**Problem to solve:**
Pick out each line below containing "correct".

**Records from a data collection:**
===

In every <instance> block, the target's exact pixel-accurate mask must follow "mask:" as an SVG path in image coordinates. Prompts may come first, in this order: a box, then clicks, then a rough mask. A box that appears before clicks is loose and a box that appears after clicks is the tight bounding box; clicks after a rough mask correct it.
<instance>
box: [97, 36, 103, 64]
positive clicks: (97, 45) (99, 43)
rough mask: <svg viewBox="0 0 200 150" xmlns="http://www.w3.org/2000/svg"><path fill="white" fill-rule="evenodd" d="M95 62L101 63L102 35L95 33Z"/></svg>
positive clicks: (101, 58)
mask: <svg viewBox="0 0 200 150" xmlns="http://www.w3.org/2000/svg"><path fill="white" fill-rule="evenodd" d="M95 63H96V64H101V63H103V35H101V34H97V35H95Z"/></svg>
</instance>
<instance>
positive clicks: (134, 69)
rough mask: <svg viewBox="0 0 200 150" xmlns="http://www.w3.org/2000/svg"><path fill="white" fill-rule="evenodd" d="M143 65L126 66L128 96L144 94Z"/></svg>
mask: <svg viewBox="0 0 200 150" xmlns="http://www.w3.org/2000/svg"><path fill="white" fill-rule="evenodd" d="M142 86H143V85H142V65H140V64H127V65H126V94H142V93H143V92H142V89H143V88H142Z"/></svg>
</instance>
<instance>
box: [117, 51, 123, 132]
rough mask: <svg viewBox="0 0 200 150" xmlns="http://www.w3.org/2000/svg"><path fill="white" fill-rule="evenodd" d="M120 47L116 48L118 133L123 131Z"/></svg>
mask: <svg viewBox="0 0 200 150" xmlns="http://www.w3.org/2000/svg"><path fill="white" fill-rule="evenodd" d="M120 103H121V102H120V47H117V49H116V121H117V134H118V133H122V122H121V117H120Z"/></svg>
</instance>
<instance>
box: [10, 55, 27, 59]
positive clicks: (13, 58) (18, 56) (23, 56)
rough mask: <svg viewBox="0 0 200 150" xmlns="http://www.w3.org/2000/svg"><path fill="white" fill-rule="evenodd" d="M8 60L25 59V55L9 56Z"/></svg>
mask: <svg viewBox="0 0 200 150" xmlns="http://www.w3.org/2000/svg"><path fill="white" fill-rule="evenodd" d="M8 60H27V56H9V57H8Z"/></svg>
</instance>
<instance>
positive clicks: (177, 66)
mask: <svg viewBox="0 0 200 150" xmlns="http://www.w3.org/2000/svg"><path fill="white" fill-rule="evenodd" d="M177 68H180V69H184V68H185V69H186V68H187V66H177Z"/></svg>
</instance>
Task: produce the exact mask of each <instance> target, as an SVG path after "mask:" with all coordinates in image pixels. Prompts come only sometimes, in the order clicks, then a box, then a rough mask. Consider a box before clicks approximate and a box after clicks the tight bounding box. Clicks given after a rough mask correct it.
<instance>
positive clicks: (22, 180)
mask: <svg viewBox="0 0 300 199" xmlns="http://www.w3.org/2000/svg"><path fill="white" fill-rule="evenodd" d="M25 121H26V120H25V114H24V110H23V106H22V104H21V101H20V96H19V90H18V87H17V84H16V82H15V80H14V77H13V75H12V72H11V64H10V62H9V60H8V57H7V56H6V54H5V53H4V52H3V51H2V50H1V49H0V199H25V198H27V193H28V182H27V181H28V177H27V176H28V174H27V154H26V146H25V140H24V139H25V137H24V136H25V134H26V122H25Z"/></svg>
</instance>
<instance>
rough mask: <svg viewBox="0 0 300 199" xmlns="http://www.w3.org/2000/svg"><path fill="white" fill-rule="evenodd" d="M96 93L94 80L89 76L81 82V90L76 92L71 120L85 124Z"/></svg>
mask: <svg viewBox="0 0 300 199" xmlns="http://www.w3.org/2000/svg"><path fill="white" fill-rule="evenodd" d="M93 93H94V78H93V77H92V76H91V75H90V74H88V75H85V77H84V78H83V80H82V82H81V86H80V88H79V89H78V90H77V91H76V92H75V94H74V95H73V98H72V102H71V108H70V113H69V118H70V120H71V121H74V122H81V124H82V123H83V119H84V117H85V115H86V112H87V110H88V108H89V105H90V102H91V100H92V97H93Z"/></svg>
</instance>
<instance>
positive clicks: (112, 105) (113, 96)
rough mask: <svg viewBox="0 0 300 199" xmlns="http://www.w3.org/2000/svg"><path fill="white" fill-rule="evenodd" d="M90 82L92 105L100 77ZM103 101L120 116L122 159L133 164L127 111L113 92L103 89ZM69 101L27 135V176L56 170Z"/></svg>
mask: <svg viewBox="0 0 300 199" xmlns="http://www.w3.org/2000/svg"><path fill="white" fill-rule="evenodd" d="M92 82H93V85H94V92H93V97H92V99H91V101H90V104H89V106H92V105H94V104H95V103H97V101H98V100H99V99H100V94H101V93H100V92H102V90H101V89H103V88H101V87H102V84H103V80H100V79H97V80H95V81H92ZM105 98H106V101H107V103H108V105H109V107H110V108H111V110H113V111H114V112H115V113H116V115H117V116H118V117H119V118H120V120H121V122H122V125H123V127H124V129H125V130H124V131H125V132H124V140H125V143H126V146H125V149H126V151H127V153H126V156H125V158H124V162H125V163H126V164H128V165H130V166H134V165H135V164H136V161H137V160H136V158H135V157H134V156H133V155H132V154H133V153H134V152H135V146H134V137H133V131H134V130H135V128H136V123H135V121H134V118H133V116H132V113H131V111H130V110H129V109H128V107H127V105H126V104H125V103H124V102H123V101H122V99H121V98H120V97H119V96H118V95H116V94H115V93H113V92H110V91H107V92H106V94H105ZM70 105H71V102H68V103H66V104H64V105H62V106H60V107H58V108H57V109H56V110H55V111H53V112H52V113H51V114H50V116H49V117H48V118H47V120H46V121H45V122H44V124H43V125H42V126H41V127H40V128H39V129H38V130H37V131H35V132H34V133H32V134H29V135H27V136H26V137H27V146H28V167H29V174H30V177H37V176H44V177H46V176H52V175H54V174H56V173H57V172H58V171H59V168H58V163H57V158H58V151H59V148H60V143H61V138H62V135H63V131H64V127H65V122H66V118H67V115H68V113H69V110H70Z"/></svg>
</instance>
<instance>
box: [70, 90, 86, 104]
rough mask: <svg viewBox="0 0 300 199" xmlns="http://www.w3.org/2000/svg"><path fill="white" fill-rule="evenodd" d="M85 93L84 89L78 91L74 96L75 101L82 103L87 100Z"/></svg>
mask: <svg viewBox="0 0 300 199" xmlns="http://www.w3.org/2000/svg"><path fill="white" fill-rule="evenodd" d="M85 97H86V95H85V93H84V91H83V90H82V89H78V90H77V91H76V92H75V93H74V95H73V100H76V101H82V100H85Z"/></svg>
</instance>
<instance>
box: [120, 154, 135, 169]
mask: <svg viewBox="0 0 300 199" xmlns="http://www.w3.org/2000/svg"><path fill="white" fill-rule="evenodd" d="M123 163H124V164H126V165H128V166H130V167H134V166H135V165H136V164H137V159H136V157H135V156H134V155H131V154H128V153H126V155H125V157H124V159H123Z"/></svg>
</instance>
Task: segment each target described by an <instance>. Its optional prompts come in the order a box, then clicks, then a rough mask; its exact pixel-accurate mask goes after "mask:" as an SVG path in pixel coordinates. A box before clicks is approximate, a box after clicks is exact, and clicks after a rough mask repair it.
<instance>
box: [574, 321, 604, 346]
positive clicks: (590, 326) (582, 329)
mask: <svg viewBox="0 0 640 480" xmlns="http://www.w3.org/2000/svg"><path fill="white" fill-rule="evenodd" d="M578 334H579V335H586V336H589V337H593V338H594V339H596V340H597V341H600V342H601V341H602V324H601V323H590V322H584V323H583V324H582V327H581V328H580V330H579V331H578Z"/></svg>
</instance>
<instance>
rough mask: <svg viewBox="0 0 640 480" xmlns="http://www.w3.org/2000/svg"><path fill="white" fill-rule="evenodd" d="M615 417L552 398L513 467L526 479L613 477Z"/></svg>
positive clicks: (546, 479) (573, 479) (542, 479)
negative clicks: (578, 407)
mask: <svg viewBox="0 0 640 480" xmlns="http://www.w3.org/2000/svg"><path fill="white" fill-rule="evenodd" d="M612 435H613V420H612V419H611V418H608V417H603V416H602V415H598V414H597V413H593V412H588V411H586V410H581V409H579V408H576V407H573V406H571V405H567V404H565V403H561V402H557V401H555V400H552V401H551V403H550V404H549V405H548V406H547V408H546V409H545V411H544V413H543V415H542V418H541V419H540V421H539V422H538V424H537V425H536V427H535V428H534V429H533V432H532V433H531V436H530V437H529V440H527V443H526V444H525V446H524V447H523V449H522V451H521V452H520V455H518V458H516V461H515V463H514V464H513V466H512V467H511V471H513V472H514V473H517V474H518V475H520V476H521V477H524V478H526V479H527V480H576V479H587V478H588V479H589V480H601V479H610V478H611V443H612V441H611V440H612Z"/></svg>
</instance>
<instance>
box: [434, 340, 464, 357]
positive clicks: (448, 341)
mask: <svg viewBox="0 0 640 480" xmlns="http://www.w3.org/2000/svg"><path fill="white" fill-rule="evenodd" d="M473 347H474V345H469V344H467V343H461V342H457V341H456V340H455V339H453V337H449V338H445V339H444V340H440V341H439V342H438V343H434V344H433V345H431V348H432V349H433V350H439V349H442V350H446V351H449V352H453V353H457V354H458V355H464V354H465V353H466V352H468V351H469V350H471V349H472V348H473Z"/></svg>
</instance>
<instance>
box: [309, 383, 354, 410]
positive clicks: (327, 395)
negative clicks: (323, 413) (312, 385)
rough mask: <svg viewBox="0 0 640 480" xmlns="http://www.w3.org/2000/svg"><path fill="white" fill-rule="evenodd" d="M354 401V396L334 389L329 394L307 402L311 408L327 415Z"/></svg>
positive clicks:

===

**Exercise answer:**
In every <instance> block, the target's exact pixel-accurate mask must follow "mask:" as an SVG path in image coordinates. Prompts may come first, in this order: a box, then clicks, then a rough mask. A box that appears before clicks is loose and a box that appears after clicks is the tight bounding box; clicks after a rough mask correct it.
Task: produce the exact mask of each <instance> target, as an SVG path after "mask:" with all coordinates in image pixels. Prompts come only sometimes, in the order clicks, then a box, then a rough mask. Consider a box before clicks approximate and a box after clicks the tight bounding box. Clicks given after a rough mask correct it.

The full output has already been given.